It’s not my fault

Jan. 26, 2010

Got a sinking feeling

New York police weren’t sure what to make of a man they found this past October wandering around a water treatment plant in the middle of the night wearing a wet cow costume and asking for a ride.

It took some work, but officers were eventually able to piece together the events of the evening.

Got a sinking feeling

New York police weren’t sure what to make of a man they found this past October wandering around a water treatment plant in the middle of the night wearing a wet cow costume and asking for a ride.

It took some work, but officers were eventually able to piece together the events of the evening.

The man, Jeffrey Barber, was driving home from a Halloween party near Buffalo when his GPS device told him to make a right turn onto I-190. Barber took the instructions a little too literally and made an immediate hard right onto Aqua Lane where he eventually ended up driving onto a small boat dock and straight into the Niagara River.

● **WHAT IS BEING ASKED**:
For the story about the man in the cow costume, say whether each statement agrees with the text, answering yes or no and quoting the deciding words: (a) Police found the man at a water treatment plant in October. (b) The man was driving home from a Christmas party. (c) The man ended up driving into the Niagara River. The lines that come next have nothing to do with the text above.

● **SUPPLIED DATA**:
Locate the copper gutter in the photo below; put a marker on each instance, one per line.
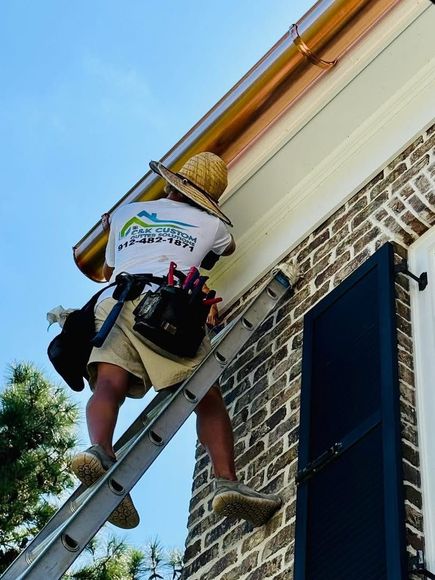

● **FINAL ANSWER**:
(a) Yes: "they found this past October wandering around a water treatment plant in the middle of the night"
(b) No: "was driving home from a Halloween party near Buffalo"
(c) Yes: "driving onto a small boat dock and straight into the Niagara River"